Data listing:
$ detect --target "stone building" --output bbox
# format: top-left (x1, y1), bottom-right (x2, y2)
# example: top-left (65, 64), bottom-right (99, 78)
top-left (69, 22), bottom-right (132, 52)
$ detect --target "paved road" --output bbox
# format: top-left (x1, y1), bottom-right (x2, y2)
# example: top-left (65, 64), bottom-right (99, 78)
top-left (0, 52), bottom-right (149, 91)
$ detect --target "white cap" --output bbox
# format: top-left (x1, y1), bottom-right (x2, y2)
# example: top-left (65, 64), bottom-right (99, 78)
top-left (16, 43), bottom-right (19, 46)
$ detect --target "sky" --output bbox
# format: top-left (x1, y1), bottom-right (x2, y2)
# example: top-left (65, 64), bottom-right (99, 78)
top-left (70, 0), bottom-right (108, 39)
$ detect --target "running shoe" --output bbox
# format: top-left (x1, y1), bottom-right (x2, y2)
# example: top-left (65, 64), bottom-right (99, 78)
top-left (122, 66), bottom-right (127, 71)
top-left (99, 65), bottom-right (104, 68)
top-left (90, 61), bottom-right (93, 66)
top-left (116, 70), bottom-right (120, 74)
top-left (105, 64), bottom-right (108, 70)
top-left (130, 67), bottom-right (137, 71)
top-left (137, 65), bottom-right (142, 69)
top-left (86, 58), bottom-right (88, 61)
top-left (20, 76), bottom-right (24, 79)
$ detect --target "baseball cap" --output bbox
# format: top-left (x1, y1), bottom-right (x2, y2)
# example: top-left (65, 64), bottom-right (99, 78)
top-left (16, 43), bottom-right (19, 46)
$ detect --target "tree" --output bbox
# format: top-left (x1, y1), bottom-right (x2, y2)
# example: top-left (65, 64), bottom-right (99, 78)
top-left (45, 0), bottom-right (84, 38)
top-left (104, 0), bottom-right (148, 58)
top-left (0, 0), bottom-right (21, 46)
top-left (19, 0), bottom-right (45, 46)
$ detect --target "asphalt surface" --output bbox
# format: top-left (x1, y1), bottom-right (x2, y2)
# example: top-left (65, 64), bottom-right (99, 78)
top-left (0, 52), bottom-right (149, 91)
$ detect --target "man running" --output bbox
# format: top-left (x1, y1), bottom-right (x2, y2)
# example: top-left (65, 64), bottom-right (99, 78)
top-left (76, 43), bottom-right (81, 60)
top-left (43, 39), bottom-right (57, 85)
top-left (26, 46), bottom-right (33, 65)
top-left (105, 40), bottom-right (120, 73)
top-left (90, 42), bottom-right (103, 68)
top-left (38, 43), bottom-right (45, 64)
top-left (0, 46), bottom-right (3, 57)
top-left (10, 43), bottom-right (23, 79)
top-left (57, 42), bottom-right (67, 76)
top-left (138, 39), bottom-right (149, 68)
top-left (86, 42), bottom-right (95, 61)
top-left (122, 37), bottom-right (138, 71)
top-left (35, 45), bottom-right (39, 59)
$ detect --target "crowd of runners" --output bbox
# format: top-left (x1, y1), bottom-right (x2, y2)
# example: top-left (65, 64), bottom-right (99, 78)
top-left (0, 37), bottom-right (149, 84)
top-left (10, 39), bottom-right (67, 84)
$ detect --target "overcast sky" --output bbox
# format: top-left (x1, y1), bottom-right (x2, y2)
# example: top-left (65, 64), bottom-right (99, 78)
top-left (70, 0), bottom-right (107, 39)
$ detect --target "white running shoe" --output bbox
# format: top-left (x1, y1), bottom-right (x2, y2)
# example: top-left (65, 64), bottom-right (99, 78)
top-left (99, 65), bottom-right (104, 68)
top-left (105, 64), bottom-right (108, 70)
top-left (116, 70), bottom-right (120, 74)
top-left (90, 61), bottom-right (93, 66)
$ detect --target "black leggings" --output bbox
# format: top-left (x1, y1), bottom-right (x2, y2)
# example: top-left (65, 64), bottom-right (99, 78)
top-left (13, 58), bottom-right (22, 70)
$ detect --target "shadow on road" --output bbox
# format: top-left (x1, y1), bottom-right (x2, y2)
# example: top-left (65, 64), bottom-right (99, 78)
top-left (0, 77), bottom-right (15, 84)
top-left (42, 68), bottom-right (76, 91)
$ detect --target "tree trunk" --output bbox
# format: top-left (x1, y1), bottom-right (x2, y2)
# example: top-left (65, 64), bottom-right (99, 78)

What you are asked to do: Rewrite all of the data above, changing every "bbox" to "bounding-box" and leaving everything else unchanged.

Full response:
$ detect --target "stone building" --output bounding-box
# format: top-left (x1, y1), bottom-right (x2, y2)
# example: top-left (65, 64), bottom-right (99, 78)
top-left (69, 22), bottom-right (132, 52)
$ detect --target "paved road" --output bounding-box
# format: top-left (x1, y1), bottom-right (x2, y2)
# example: top-left (65, 64), bottom-right (99, 78)
top-left (0, 52), bottom-right (149, 91)
$ detect --target "white cap" --output bounding-box
# format: top-left (x1, y1), bottom-right (x2, y2)
# example: top-left (65, 64), bottom-right (99, 78)
top-left (16, 43), bottom-right (19, 46)
$ detect --target "sky" --output bounding-box
# format: top-left (x1, y1), bottom-right (x2, y2)
# example: top-left (65, 64), bottom-right (99, 78)
top-left (70, 0), bottom-right (108, 39)
$ detect --target "running shoe" --output bounding-box
# format: top-left (x1, y1), bottom-right (x2, y2)
# example: top-left (65, 64), bottom-right (99, 78)
top-left (122, 66), bottom-right (127, 71)
top-left (99, 65), bottom-right (104, 68)
top-left (90, 61), bottom-right (93, 66)
top-left (116, 70), bottom-right (120, 74)
top-left (105, 64), bottom-right (108, 70)
top-left (130, 67), bottom-right (137, 71)
top-left (137, 65), bottom-right (142, 69)
top-left (86, 58), bottom-right (88, 61)
top-left (20, 76), bottom-right (24, 79)
$ detect --target "baseball cap" --output bounding-box
# format: top-left (x1, y1), bottom-right (x2, y2)
# example: top-left (65, 64), bottom-right (99, 78)
top-left (16, 43), bottom-right (19, 46)
$ detect --target "tree" --output bounding-box
# format: top-left (x1, y1), bottom-right (x2, y2)
# example: top-left (65, 64), bottom-right (99, 78)
top-left (45, 0), bottom-right (84, 38)
top-left (104, 0), bottom-right (148, 58)
top-left (0, 0), bottom-right (21, 46)
top-left (19, 0), bottom-right (45, 46)
$ detect --target "asphalt surface" --output bounding-box
# format: top-left (x1, y1), bottom-right (x2, y2)
# example: top-left (65, 64), bottom-right (99, 78)
top-left (0, 52), bottom-right (149, 91)
$ detect --target "man running" --output bounding-box
# format: top-left (x1, y1), bottom-right (x2, y2)
# example: top-left (65, 64), bottom-right (99, 78)
top-left (76, 43), bottom-right (81, 60)
top-left (43, 39), bottom-right (57, 85)
top-left (26, 46), bottom-right (33, 65)
top-left (105, 40), bottom-right (120, 73)
top-left (90, 42), bottom-right (103, 68)
top-left (38, 43), bottom-right (45, 64)
top-left (0, 46), bottom-right (3, 57)
top-left (10, 43), bottom-right (23, 79)
top-left (57, 42), bottom-right (67, 76)
top-left (138, 39), bottom-right (149, 68)
top-left (86, 42), bottom-right (95, 61)
top-left (122, 37), bottom-right (138, 71)
top-left (35, 45), bottom-right (39, 59)
$ detect --target "crowd of runners" --output bounding-box
# format: top-left (x1, y1), bottom-right (x2, y2)
# example: top-left (65, 64), bottom-right (99, 78)
top-left (0, 37), bottom-right (149, 84)
top-left (10, 39), bottom-right (67, 84)
$ detect --target "overcast sky" --output bounding-box
# format: top-left (x1, y1), bottom-right (x2, y2)
# example: top-left (65, 64), bottom-right (99, 78)
top-left (70, 0), bottom-right (107, 39)
$ detect --target "white running shoe" --output bounding-box
# format: top-left (x1, y1), bottom-right (x2, y2)
# example: top-left (65, 64), bottom-right (99, 78)
top-left (99, 65), bottom-right (104, 68)
top-left (105, 64), bottom-right (108, 70)
top-left (116, 70), bottom-right (120, 74)
top-left (90, 61), bottom-right (93, 66)
$ detect --target "black leggings" --output bounding-box
# format: top-left (x1, y1), bottom-right (x2, y2)
# example: top-left (65, 64), bottom-right (99, 78)
top-left (13, 58), bottom-right (22, 70)
$ detect --target "shadow on road" --output bounding-box
# format: top-left (x1, y1), bottom-right (x2, y2)
# example: top-left (65, 64), bottom-right (99, 78)
top-left (0, 77), bottom-right (15, 84)
top-left (42, 68), bottom-right (76, 91)
$ detect --target "tree trunk" --output bounding-box
# format: top-left (x1, y1), bottom-right (x2, y2)
# example: top-left (65, 64), bottom-right (99, 78)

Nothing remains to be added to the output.